Directions for this task: Print all of the entries exactly, minus the pictures.

Extracted material:
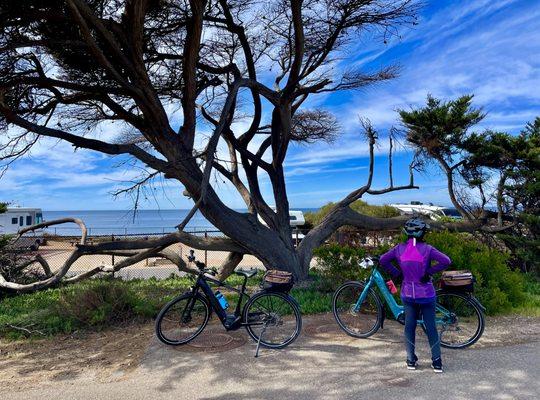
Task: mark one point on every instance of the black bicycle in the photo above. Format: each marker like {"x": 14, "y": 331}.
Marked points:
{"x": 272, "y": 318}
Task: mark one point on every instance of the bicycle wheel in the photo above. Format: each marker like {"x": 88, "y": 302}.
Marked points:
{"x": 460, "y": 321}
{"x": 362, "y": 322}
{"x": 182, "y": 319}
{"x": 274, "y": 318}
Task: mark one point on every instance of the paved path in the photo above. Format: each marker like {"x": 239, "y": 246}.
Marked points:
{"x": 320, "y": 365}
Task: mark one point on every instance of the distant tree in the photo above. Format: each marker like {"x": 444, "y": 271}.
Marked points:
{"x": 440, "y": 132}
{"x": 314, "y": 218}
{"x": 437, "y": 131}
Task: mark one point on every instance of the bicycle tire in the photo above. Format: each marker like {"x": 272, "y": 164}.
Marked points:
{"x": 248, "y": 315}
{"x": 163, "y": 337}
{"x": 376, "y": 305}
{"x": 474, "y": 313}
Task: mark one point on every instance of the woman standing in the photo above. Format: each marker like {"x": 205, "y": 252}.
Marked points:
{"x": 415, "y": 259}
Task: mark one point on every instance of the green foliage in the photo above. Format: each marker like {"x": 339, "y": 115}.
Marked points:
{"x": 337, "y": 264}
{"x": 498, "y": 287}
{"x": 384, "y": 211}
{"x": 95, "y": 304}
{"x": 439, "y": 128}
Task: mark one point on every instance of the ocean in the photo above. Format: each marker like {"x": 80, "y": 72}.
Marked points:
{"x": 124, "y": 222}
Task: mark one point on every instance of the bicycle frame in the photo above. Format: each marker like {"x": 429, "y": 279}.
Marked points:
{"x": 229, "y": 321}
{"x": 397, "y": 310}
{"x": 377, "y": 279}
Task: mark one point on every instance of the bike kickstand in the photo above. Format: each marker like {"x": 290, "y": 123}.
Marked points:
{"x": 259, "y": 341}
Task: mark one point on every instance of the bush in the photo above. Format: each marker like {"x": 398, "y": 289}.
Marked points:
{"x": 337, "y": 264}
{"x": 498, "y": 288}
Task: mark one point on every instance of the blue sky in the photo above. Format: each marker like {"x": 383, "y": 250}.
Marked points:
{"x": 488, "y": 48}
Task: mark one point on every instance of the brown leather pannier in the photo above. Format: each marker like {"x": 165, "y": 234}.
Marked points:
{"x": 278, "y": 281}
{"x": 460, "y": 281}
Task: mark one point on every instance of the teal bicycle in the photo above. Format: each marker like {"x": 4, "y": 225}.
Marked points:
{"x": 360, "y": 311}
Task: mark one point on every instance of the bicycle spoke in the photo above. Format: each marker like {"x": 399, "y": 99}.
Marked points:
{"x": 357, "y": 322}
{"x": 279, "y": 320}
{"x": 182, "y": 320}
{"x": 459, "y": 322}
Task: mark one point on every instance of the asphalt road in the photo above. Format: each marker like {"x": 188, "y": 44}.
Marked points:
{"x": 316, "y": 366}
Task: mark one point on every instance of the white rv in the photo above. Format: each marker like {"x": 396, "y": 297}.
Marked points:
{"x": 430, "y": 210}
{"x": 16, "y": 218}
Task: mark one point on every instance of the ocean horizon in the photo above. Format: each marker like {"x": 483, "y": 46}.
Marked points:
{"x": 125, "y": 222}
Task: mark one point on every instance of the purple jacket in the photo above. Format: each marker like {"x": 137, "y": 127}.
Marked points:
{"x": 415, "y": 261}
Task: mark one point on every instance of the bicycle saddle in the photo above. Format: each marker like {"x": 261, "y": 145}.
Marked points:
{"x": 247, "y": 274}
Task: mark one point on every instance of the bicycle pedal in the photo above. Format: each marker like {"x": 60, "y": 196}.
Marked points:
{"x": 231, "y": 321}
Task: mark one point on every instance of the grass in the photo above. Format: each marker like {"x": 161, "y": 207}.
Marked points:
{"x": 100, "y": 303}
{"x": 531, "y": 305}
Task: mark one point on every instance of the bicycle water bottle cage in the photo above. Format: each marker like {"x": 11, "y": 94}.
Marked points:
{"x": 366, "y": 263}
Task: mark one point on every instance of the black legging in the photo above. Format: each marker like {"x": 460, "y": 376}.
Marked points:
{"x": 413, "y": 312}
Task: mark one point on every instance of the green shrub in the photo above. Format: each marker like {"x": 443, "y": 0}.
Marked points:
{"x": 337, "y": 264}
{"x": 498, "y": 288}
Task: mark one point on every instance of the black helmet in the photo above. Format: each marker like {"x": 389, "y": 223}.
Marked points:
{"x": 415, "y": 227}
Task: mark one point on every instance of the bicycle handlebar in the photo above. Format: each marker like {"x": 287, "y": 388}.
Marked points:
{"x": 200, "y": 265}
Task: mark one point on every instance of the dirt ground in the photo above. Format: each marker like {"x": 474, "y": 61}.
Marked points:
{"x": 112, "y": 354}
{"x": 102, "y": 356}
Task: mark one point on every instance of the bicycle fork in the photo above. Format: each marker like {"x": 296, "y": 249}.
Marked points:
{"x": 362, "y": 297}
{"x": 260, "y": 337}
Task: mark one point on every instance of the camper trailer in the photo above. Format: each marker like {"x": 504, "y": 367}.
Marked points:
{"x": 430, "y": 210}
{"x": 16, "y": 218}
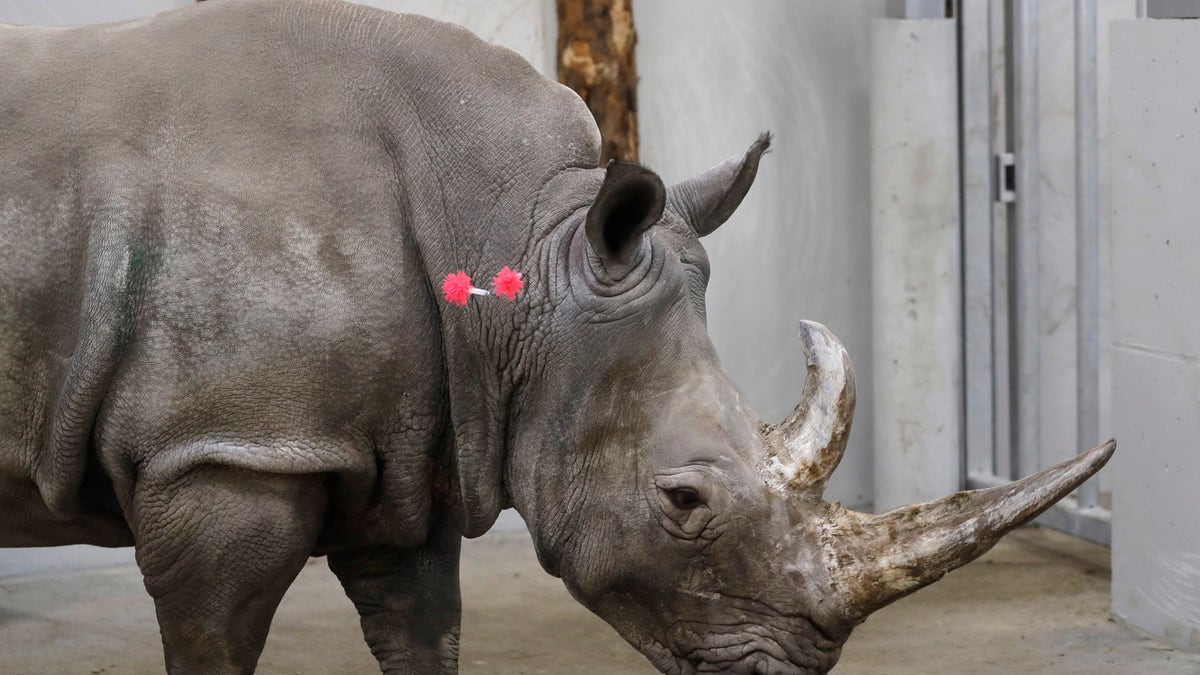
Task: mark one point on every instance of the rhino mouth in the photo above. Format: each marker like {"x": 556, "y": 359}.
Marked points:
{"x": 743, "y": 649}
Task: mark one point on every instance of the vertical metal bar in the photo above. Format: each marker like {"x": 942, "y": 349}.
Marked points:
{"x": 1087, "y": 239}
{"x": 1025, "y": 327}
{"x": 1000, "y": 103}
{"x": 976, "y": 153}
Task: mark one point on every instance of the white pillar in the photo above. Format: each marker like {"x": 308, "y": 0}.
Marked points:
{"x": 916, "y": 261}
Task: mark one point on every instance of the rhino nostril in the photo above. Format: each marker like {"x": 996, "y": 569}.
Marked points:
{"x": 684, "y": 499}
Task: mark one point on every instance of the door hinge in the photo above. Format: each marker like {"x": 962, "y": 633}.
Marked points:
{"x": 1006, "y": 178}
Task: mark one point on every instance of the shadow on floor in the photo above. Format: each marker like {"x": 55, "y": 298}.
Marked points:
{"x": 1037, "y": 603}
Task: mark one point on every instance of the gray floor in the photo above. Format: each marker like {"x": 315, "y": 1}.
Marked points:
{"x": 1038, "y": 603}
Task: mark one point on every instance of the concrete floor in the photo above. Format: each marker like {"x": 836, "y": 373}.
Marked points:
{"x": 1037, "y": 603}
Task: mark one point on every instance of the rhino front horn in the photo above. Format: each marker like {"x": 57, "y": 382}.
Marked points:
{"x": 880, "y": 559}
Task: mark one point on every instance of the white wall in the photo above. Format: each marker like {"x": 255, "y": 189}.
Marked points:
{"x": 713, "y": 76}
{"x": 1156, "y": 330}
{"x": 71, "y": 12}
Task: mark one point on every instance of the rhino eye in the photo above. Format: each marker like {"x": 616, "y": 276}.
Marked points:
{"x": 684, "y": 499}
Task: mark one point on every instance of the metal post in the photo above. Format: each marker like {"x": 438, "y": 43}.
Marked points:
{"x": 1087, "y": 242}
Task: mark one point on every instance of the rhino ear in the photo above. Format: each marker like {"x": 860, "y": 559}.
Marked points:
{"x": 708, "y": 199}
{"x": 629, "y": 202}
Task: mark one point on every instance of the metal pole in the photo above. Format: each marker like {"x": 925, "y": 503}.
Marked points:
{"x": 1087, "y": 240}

Correct answer:
Task: mark one point on every instance of the black bicycle in the photo above. Format: each marker like {"x": 14, "y": 331}.
Marked points:
{"x": 272, "y": 318}
Task: mark one point on every instance of the bicycle wheel in the photo above. Format: each marker like {"x": 88, "y": 302}.
Marked points:
{"x": 460, "y": 321}
{"x": 362, "y": 322}
{"x": 182, "y": 319}
{"x": 274, "y": 318}
Task: mark one point on every instance of the paved path in the photo above. Format: each marker like {"x": 239, "y": 246}.
Marked points:
{"x": 320, "y": 365}
Task: mark one point on every instance of the distant tree in the photo above. Format: each marker like {"x": 444, "y": 271}.
Marked points:
{"x": 440, "y": 132}
{"x": 314, "y": 218}
{"x": 437, "y": 131}
Task: mark one point on every instance of the bicycle tire in the photo above. Format: each marker like {"x": 272, "y": 164}.
Marked points:
{"x": 248, "y": 315}
{"x": 163, "y": 337}
{"x": 376, "y": 305}
{"x": 474, "y": 313}
Task: mark one point on every instance of the woman standing in the photo above. Format: each marker like {"x": 205, "y": 252}.
Marked points:
{"x": 415, "y": 259}
Task: mark one point on every instance of the green foliage in the photo above. Format: each marker like {"x": 339, "y": 115}.
Marked points:
{"x": 337, "y": 264}
{"x": 498, "y": 287}
{"x": 384, "y": 211}
{"x": 95, "y": 304}
{"x": 439, "y": 128}
Task: mark one point on every instance of the ocean in the photo above. Format: each marker like {"x": 80, "y": 72}.
Marked points:
{"x": 124, "y": 222}
Task: mark one point on every instance of the bicycle frame in the photo above. Format: each marker like {"x": 429, "y": 279}.
Marked points:
{"x": 229, "y": 321}
{"x": 397, "y": 310}
{"x": 377, "y": 279}
Task: mark one point on every instance of the bike kickstand in the photo above. Format: each marker like {"x": 290, "y": 123}.
Marked points:
{"x": 259, "y": 341}
Task: mark one point on every instance of the bush in the photo above. Format: each marker like {"x": 398, "y": 289}.
Marked points:
{"x": 337, "y": 264}
{"x": 498, "y": 288}
Task: mark one point on every instance of the blue sky in the photo above. Format: each marker like {"x": 383, "y": 250}.
Marked points:
{"x": 488, "y": 48}
Task: mark one point on every instance of the brown leather pannier in the photo above. Format: each marker like {"x": 165, "y": 234}.
Marked points:
{"x": 278, "y": 281}
{"x": 460, "y": 281}
Task: mark one point on every instance of the teal bicycle in the photo above. Format: each marker like {"x": 4, "y": 225}.
Marked points:
{"x": 360, "y": 311}
Task: mark one point on every instance of the bicycle spoke in the photo above. Format: each marker like {"x": 399, "y": 99}.
Marked points:
{"x": 357, "y": 322}
{"x": 279, "y": 320}
{"x": 182, "y": 320}
{"x": 459, "y": 322}
Task: mark one point on every instance of the asphalt road in the photo above. Format: each marker like {"x": 188, "y": 44}.
Marked points:
{"x": 316, "y": 366}
Task: mark one point on every instance of the white rv in the photo above. Format: each marker like {"x": 396, "y": 297}.
Marked points:
{"x": 430, "y": 210}
{"x": 16, "y": 218}
Task: mark one point on every instance of the ocean horizon in the photo above. Format: each marker like {"x": 483, "y": 46}.
Marked points:
{"x": 125, "y": 222}
Task: mark one point on every instance of the purple jacket in the photo above. Format: each marker like {"x": 137, "y": 127}.
Marked points:
{"x": 415, "y": 261}
Task: mark one point on every instance of the bicycle saddle in the photo above. Format: each marker like {"x": 261, "y": 145}.
Marked points:
{"x": 247, "y": 274}
Task: mark one point on every instance of the bicycle pedal in the photo above. Format: each marker like {"x": 60, "y": 196}.
Marked points:
{"x": 231, "y": 321}
Task: mark one point on every instance of the grass in the photo above. Format: each marker like {"x": 161, "y": 207}.
Marked points:
{"x": 100, "y": 303}
{"x": 531, "y": 305}
Task: mark one point on every instance of the bicycle water bottle cage in the photo above. Format: each marker like {"x": 11, "y": 94}.
Marked points:
{"x": 366, "y": 263}
Task: mark one point on every instance of the black legging in the photo above. Format: each marker like {"x": 460, "y": 376}.
Marked points:
{"x": 413, "y": 312}
Task: mark one point on every instance of the green shrub in the photo above. Format: each marker like {"x": 443, "y": 0}.
Marked points:
{"x": 337, "y": 264}
{"x": 498, "y": 288}
Task: mark one point on every instance of the black helmet in the photo above. Format: each marker like {"x": 389, "y": 223}.
Marked points:
{"x": 415, "y": 227}
Task: mark one point on every instance of the bicycle handlebar in the photo above. Format: each marker like {"x": 287, "y": 388}.
Marked points:
{"x": 200, "y": 265}
Task: mark one point on every instance of the dirt ground in the photo above. Format: each marker like {"x": 474, "y": 61}.
Marked points:
{"x": 112, "y": 354}
{"x": 102, "y": 356}
Task: mark one point on every instance of the bicycle fork in the photo above. Format: each marker like {"x": 296, "y": 249}.
Marked points:
{"x": 362, "y": 297}
{"x": 260, "y": 337}
Task: mark one point on every instance of the camper trailer in the photo above. Format: each marker like {"x": 504, "y": 367}.
Marked points:
{"x": 430, "y": 210}
{"x": 16, "y": 218}
Task: mark one point on every instance of the rhino mouth in the photo above. Format: each marker like {"x": 556, "y": 359}.
Marked points:
{"x": 743, "y": 649}
Task: mark one point on every instance of the vertical metal bar in the photo above. Format: each marker like {"x": 942, "y": 349}.
Marked points:
{"x": 1087, "y": 239}
{"x": 1025, "y": 327}
{"x": 1000, "y": 103}
{"x": 976, "y": 153}
Task: mark one point on every instance of the white pillar in the photo above. Format: each marker like {"x": 308, "y": 0}.
Marked points:
{"x": 916, "y": 261}
Task: mark one point on every instance of the rhino nostril in the photo above. Format: each marker like {"x": 996, "y": 569}.
Marked points:
{"x": 684, "y": 499}
Task: mark one point on every instance of the door hinge in the photo above. Format: each marker like {"x": 962, "y": 633}.
Marked points:
{"x": 1006, "y": 178}
Task: mark one point on every instance of the shadow on floor in the photo above. Format: each marker like {"x": 55, "y": 298}.
Marked points:
{"x": 1037, "y": 603}
Task: mark one point on every instance of the gray floor in the photo above. Format: each marker like {"x": 315, "y": 1}.
Marked points:
{"x": 1038, "y": 603}
Task: mark one point on every instance of the concrete floor in the photo above. Format: each marker like {"x": 836, "y": 373}.
Marked points:
{"x": 1037, "y": 603}
Task: mark one point on every instance of the rhino front horn in the photo above. Format: each marker like {"x": 57, "y": 382}.
Marked points:
{"x": 880, "y": 559}
Task: mark one point on every instance of the white wall in the photo above. Format: each marker like {"x": 255, "y": 189}.
Marked points:
{"x": 713, "y": 76}
{"x": 1156, "y": 330}
{"x": 71, "y": 12}
Task: mark one point on every instance of the rhino eye in the photo above. Format: each marker like {"x": 616, "y": 276}.
Marked points:
{"x": 684, "y": 499}
Task: mark one point on every instance of the metal post in the photo above. Format: each marker like {"x": 438, "y": 43}.
Marked points:
{"x": 1087, "y": 242}
Task: mark one point on every instance of the rhino ear in the photo above. Format: each marker like {"x": 860, "y": 559}.
Marked points:
{"x": 708, "y": 199}
{"x": 629, "y": 202}
Task: mark one point on every instance of the metal pole in the photo above. Format: each marker like {"x": 925, "y": 503}.
Marked points:
{"x": 1087, "y": 240}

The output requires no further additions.